### WHAT YOU WILL DO
Scan the records and identify every line in which the string "lawn" occurs, then return those lines.

[Image-grounded pointing data]
++++++++++++++++++++

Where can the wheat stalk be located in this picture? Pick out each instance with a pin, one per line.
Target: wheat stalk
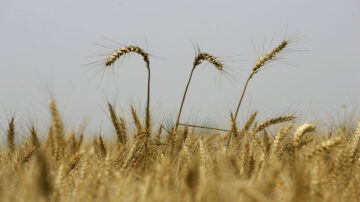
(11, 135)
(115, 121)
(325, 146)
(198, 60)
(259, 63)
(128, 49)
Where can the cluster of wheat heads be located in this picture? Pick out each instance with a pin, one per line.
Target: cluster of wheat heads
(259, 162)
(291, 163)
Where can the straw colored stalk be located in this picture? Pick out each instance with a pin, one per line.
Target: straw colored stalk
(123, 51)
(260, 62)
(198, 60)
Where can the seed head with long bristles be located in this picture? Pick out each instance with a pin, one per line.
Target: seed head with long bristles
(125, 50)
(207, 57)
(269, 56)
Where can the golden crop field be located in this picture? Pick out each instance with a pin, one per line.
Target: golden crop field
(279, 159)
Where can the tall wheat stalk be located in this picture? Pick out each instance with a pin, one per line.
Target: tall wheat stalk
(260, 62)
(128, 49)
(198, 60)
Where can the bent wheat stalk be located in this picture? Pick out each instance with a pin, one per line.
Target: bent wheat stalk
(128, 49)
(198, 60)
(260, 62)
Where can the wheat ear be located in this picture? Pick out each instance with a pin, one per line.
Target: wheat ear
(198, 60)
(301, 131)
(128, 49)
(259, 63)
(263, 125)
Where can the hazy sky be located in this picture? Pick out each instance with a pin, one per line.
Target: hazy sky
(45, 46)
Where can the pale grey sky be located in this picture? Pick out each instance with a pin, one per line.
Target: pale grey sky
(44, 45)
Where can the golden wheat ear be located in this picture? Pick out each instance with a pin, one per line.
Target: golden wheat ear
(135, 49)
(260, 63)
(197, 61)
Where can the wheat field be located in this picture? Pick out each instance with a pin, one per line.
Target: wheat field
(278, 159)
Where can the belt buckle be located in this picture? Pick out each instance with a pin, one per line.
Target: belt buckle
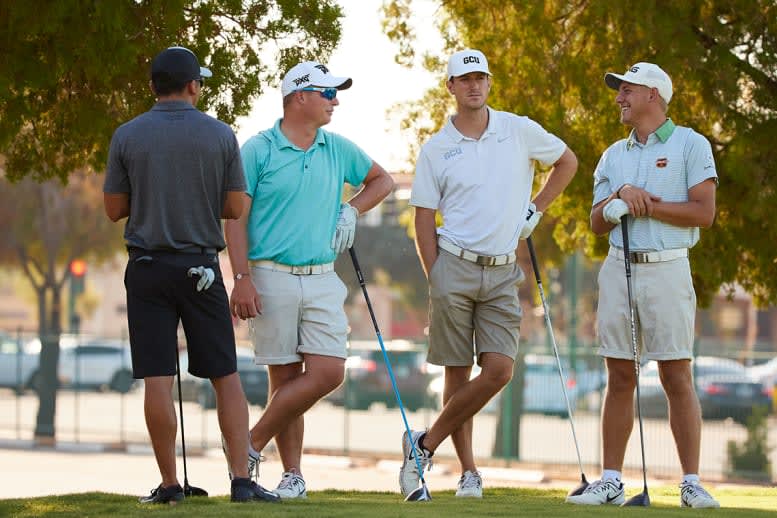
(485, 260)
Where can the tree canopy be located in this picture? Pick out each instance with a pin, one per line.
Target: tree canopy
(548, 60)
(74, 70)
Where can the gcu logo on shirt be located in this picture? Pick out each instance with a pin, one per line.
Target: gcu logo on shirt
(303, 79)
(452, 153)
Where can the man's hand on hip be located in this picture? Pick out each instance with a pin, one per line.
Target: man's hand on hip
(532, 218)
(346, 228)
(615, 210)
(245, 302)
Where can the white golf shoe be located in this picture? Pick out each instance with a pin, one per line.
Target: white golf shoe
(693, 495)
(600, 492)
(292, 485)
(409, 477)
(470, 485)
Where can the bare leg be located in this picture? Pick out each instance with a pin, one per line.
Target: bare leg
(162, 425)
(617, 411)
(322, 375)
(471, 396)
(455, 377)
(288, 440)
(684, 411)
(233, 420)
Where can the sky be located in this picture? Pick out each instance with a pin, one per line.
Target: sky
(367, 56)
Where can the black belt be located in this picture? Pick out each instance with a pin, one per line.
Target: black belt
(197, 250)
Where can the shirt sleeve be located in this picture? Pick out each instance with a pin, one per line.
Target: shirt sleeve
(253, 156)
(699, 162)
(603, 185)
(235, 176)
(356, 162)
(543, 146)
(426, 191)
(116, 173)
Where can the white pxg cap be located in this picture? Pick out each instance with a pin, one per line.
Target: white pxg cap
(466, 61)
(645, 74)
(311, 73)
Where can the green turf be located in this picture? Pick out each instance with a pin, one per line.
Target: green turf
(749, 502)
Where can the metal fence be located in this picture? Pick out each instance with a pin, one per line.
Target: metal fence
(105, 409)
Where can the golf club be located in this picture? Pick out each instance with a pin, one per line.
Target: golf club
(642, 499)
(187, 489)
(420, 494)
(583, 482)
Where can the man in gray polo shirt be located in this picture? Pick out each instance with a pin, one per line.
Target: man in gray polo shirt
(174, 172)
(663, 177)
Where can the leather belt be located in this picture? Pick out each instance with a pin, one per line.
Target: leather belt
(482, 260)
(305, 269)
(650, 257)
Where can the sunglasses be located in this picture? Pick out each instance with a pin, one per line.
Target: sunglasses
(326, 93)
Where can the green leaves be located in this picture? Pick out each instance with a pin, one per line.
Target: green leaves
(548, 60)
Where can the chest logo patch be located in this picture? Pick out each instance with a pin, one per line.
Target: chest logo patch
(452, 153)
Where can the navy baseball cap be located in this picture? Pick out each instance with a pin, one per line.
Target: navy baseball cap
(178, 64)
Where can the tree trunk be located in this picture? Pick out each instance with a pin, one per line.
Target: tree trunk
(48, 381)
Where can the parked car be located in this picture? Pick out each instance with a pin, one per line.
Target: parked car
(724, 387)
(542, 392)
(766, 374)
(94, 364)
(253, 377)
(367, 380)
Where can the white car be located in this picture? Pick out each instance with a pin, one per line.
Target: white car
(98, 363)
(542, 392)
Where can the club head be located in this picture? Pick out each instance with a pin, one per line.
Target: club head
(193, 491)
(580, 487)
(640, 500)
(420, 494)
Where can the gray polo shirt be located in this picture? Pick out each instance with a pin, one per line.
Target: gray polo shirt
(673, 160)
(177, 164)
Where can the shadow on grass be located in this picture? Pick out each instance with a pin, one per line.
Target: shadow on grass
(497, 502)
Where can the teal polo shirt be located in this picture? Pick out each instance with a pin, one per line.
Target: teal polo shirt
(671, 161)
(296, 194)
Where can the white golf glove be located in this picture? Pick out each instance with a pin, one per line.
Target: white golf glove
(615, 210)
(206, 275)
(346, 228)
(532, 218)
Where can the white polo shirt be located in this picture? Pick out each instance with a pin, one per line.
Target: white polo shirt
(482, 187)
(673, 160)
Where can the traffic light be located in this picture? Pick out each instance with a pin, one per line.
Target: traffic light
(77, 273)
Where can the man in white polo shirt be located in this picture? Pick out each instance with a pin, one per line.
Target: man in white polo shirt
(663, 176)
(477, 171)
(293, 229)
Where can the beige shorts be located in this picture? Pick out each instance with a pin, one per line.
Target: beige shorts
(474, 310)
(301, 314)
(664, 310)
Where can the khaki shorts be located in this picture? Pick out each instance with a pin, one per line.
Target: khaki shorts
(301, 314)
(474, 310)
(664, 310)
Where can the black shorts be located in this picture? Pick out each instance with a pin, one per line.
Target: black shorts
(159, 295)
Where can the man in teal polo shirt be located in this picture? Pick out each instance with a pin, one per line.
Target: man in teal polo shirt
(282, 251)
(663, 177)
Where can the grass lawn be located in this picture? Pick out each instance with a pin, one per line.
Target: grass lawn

++++++++++++++++++++

### RESULT OF THE TASK
Where can the grass lawn be located in this picture? Pick out each instance with a pin, one per line.
Target: grass lawn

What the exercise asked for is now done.